## Work to be completed
Please extend the passage on tax advantages of home equity and investment property, picking up after its final sentence.

+++ Supplied passage +++

5. Home equity. There are several ways to get tax-free income from your home. One is to simply live in it. Your home is paying you income in the form of free rent, a concept called imputed rent. Fortunately, this “income” is tax-free.
You can also take a reverse mortgage against your home, which is just what it sounds like. Instead of you paying your mortgage company, the mortgage company pays you and it’s not considered taxable income. You also get to keep your home as long as you live in it. However, when you move out or pass away, the home will be used to pay back the mortgage company plus fees.
Finally, you may decide to free up some of the equity by downsizing. As long as you’ve lived in the home as your primary residence for two out of the last 5 years, you pay no capital gains tax on up to $250k of gain (or $500k for a married couple that files jointly). Like other investments, the home can also pass on to heirs with a step-up in cost basis, which can reduce or eliminate any tax on your lifetime gain if the property is sold.
6. Investment property. Your home isn’t the only way real estate can reduce your taxable income. If you own investment property, you can take depreciation deductions (typically over 27.5 years) just like President Trump did. This will increase the capital gains tax when you sell the property, but you can pass it on to heirs without them ever having to pay tax on the gain throughout your lifetime.

+++ Listed records +++

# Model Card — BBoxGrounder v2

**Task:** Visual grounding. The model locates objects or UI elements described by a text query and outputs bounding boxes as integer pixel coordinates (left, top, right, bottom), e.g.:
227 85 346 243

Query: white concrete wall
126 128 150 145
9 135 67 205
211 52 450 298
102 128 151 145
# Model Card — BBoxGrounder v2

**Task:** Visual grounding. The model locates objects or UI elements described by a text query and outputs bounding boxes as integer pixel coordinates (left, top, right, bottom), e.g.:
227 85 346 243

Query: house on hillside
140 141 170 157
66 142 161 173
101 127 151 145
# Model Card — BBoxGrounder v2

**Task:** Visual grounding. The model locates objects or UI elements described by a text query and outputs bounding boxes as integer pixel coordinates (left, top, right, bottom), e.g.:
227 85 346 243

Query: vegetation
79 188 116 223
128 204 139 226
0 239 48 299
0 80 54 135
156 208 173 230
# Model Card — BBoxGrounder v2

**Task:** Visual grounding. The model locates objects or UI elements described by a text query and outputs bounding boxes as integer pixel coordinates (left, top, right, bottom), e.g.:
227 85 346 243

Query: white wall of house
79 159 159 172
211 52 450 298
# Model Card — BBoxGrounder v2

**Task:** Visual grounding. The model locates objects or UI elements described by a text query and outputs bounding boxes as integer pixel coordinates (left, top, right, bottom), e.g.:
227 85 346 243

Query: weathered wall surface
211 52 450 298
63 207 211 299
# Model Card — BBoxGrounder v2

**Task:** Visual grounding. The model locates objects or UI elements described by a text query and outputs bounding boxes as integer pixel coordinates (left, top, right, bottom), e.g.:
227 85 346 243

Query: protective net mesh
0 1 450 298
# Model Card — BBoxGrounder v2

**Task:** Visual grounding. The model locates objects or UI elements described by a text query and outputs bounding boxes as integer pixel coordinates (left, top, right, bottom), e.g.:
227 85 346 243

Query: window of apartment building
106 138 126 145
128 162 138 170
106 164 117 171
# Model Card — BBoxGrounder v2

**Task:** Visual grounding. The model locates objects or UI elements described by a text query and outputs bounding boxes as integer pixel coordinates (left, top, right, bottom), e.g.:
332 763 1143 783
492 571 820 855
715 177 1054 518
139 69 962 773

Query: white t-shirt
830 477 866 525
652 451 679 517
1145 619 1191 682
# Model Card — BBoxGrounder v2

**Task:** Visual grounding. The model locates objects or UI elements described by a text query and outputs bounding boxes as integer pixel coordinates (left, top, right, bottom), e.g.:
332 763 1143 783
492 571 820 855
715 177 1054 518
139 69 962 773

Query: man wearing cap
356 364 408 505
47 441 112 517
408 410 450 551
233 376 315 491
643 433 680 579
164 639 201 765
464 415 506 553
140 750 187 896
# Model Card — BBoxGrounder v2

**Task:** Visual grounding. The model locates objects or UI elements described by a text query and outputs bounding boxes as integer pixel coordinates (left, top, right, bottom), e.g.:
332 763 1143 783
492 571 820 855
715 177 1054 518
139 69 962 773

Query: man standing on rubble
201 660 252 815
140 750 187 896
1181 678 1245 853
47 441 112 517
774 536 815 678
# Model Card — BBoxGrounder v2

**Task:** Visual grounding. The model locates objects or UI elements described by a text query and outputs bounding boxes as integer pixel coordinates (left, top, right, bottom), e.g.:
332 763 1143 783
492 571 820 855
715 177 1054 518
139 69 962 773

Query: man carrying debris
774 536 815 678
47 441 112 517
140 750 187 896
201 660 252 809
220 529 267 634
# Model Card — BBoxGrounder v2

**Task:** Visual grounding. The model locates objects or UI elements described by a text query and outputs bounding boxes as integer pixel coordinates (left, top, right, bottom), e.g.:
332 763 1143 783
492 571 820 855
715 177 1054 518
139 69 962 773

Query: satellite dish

+++

## Answer for the task
7. Charitable remainder trust. If you have a large amount of taxable investments that you’d like to generate income from and are charitably inclined, consider a charitable remainder trust. It allows you to donate appreciated investments to the trust and take a tax deduction equal to the full value of the investments (which can offset other taxable income). The trust can then sell the investments with no capital gains tax and pay you an income that could be higher than what you would have received if you had to pay taxes on the investments. The remainder would then be paid out to the charities of your choice when you pass away.
8. Social Security. But what about your Social Security benefits? Don’t you have to pay tax on them? Not necessarily — if your combined gross income is low enough, you may not have to pay taxes on any of your Social Security benefits. At most, only 85% of your Social Security income can be taxable.
When you add it all up, you can generate quite a bit of retirement income tax-free. You don’t even have to be as “smart” as Donald Trump to do so. You just have to understand how to use the tax laws in your favor or consult with a qualified financial professional who does.